The CPU and IOC diagnostic subcommand generators are used to
control diagnostic actions such as; bus transfers, clocking,
control store cycling, integrity check collection and control of
various diagnostic states and modes. The actions generated are
divided into two categories: internal and external. Internal
actions are those diagnostic actions, both control and data
transfer, that a subsystem can perform within itself without direct
effect upon the other subsystem. External actions are those
diagnostic actions, both control and data transfer, that one unit
can force the other subsystem to perform. There are some diagnostic
actions that can be generated both internally and externally. The
generation of external actions is limited to the subsystem
controlling the diagnostic process at any given point in the
process. This controlling subsystem is in master state. The
diagnostic process is designed to prevent more than one unit being
in master state with its clocking on at any given time.
The use of the independent Integrity Check Collection apparatus for
the two subsystems simplifies another aspect of the diagnostic
problem. The identification of an error condition arising in one
subsystem causes control of the diagnostic procedure to be placed
with the subsystem for which an error condition has not been
detected. Moreover, the response of the data processing unit to an
error condition detected in the master state subsystem is different
from the response to an error detected in the slave state
subsystem. It is therefore expedient to separate the error
detection and collection apparatus associated with the two
subsystems.

# Information supplied
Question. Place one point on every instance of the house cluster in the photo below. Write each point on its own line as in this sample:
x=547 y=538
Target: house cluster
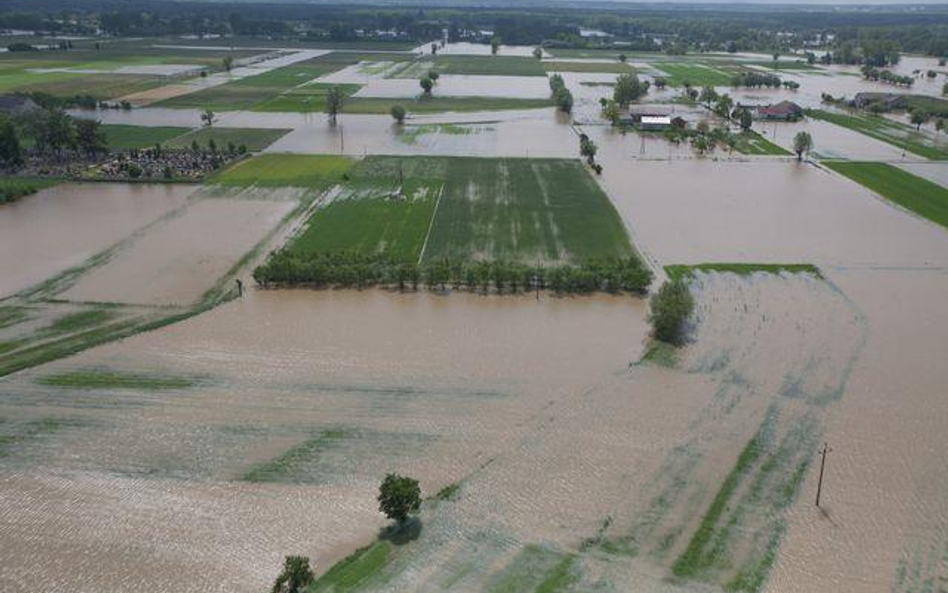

# Exercise tasks
• A. Answer these questions about the passage on CPU and IOC diagnostics, one per line:
(i) Into which two categories are the generated diagnostic actions divided?
(ii) What state is the subsystem that controls the diagnostic process in?
(iii) When an error condition arises in one subsystem, which subsystem receives control of the diagnostic procedure?
• B. Could you turn the paragraph of the passage on CPU and IOC diagnostics that begins "The use of the independent Integrity Check Collection apparatus" into a short bulleted list that keeps its main facts?
• C. Can you pick up the passage on CPU and IOC diagnostics after its final sentence and continue it?

# Answers to the exercise
• A.
(i) Internal and external.
(ii) Master state.
(iii) The subsystem for which an error condition has not been detected.

• B.
- Each of the two subsystems has its own independent Integrity Check Collection apparatus, which simplifies the diagnostic problem.
- When an error condition is identified in one subsystem, control of the diagnostic procedure passes to the subsystem where no error has been detected.
- The data processing unit responds differently to an error in the master state subsystem than to one in the slave state subsystem.
- For these reasons, the error detection and collection apparatus for the two subsystems is kept separate.

• C.
In the preferred embodiment, a System Diagnostics Panel is employed
which displays the information available from either of the
Diagnostic Memory Registers. In addition, this Panel contains
manual switches for establishing the operational mode of the data
processing unit, (i.e. Normal mode, diagnostic mode, etc.).
The basis of orderly progress in the master subsystem-slave
subsystem testing is the inter-subsystem control of clocking. It
permits test sequencing and test analysis in the Master subsystem
to remain synchronized with the relatively shorter test application
sequences in the slave subsystem. In particular, it permits the
master subsystem to "freeze" the results of a test sequence in the
slave subsystem until they can be observed and analysed by the
master subsystem program.
In the preferred embodiment, a single timing source drives clocking
systems in the CPU, the IOC, and the Buffer Store portions of the
Memory Interface Unit (MIU). The Main Storage Sequencer (MSS)
portion of the MIU and each of the four Main Memory Subsystems
modules have independent, asynchronous timing sources.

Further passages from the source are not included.